__Requirements__
Return each entry exactly, omitting nothing.

---------- Dataset records ----------

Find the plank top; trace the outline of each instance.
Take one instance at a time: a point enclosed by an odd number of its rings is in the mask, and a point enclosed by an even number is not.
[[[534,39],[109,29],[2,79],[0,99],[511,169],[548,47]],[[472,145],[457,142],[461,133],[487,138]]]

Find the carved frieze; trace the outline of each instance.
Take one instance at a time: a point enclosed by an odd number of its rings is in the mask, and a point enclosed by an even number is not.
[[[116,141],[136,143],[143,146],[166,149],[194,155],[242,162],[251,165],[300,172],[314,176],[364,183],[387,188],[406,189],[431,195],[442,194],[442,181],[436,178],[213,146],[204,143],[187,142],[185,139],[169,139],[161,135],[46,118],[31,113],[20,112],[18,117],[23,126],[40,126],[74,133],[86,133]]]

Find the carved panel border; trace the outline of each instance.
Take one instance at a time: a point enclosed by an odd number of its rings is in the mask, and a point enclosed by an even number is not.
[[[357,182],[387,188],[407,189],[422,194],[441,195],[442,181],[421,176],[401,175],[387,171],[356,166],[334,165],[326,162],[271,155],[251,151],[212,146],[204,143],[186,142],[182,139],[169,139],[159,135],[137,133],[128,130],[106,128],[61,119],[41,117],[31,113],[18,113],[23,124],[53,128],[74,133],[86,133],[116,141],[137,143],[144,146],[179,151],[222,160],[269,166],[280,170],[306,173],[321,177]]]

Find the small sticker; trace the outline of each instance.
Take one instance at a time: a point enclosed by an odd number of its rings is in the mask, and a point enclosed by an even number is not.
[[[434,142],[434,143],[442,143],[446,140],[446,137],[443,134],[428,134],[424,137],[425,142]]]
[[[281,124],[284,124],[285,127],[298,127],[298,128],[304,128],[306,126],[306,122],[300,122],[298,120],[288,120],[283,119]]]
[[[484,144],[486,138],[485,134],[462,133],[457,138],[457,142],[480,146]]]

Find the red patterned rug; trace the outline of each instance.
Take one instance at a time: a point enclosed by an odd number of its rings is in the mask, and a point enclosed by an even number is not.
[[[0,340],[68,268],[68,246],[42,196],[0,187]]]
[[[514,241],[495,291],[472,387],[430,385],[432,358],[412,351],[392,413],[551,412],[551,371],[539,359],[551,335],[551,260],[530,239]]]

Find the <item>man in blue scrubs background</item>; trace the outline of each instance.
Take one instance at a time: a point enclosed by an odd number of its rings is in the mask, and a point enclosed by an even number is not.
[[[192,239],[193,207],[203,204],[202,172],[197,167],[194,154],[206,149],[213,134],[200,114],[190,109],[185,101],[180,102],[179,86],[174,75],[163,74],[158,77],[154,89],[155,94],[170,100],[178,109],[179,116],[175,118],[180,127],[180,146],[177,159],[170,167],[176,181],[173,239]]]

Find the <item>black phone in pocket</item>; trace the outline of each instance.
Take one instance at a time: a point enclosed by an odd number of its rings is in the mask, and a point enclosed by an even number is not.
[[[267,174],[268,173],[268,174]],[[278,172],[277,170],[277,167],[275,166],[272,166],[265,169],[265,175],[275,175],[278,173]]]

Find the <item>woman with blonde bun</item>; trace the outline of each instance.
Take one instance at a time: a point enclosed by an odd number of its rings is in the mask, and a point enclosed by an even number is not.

----------

__Result for this task__
Find the plank top; trace the outline of each instance.
Take one instance at a time: a point enclosed by an odd number of its rings is in the mask, and a point enclosed by an even number is not.
[[[534,39],[109,29],[2,79],[0,99],[511,169],[548,47]],[[472,145],[457,142],[461,133],[487,138]]]

Find the carved frieze; trace the outline of each instance.
Take one instance at a time: a point enclosed by an odd number of its rings is in the mask, and a point enclosed by an even number is not.
[[[116,141],[136,143],[143,146],[166,149],[194,155],[242,162],[251,165],[300,172],[314,176],[364,183],[387,188],[406,189],[431,195],[442,194],[442,181],[436,178],[213,146],[204,143],[187,142],[185,139],[169,139],[161,135],[46,118],[31,113],[20,112],[18,117],[23,126],[40,126],[74,133],[86,133]]]

Find the carved panel border; trace the outline of each instance.
Take one instance at a time: a point enclosed by an odd number of its rings is in the mask, and a point enclosed by an even number is not.
[[[357,182],[387,188],[407,189],[422,194],[441,195],[442,181],[421,176],[401,175],[387,171],[356,166],[334,165],[326,162],[271,155],[251,151],[212,146],[204,143],[186,142],[182,139],[169,139],[159,135],[137,133],[128,130],[106,128],[61,119],[41,117],[31,113],[18,113],[23,124],[53,128],[74,133],[86,133],[116,141],[137,143],[144,146],[179,151],[222,160],[269,166],[280,170],[306,173],[321,177]]]

Find the small sticker; trace the outline of each instance.
Take one instance at a time: a point enclosed by an odd number of its rings is in the mask, and a point enclosed by an even number is not.
[[[434,142],[434,143],[442,143],[446,140],[446,137],[443,134],[428,134],[424,137],[425,142]]]
[[[281,124],[284,124],[285,127],[298,127],[298,128],[304,128],[306,126],[306,122],[300,122],[298,120],[288,120],[283,119]]]
[[[484,144],[486,138],[485,134],[462,133],[457,138],[457,142],[480,146]]]

Find the red patterned rug; trace the outline of each instance.
Take one instance at a time: a point enclosed by an odd number of its rings is in the mask, and a point enclosed by an even number is not.
[[[0,340],[68,268],[68,246],[42,196],[0,187]]]
[[[514,241],[495,291],[472,387],[430,385],[432,358],[412,351],[392,413],[551,412],[551,371],[539,359],[551,335],[551,260],[530,239]]]

Find the <item>man in blue scrubs background</item>; trace the outline of each instance.
Take one instance at a time: a point enclosed by an odd number of its rings is in the mask, and a point enclosed by an even number is not.
[[[192,239],[193,207],[203,204],[202,172],[197,167],[194,154],[206,149],[213,134],[200,114],[190,109],[185,101],[180,102],[179,86],[174,75],[163,74],[158,77],[154,89],[155,94],[170,100],[178,109],[179,116],[175,118],[180,127],[180,146],[177,159],[170,167],[176,181],[173,239]]]

Find the <item>black phone in pocket</item>; trace the outline of each instance.
Take one instance at a time: a point enclosed by an odd number of its rings is in the mask, and a point enclosed by an even number is not.
[[[267,174],[268,173],[268,174]],[[278,172],[277,170],[277,167],[275,166],[272,166],[265,169],[265,175],[275,175],[278,173]]]

Find the <item>woman with blonde bun</item>; trace the outline of each instance.
Take one instance at a time: a point enclosed by an odd number of its rings is in the mask, and a point enclosed by an even number is not.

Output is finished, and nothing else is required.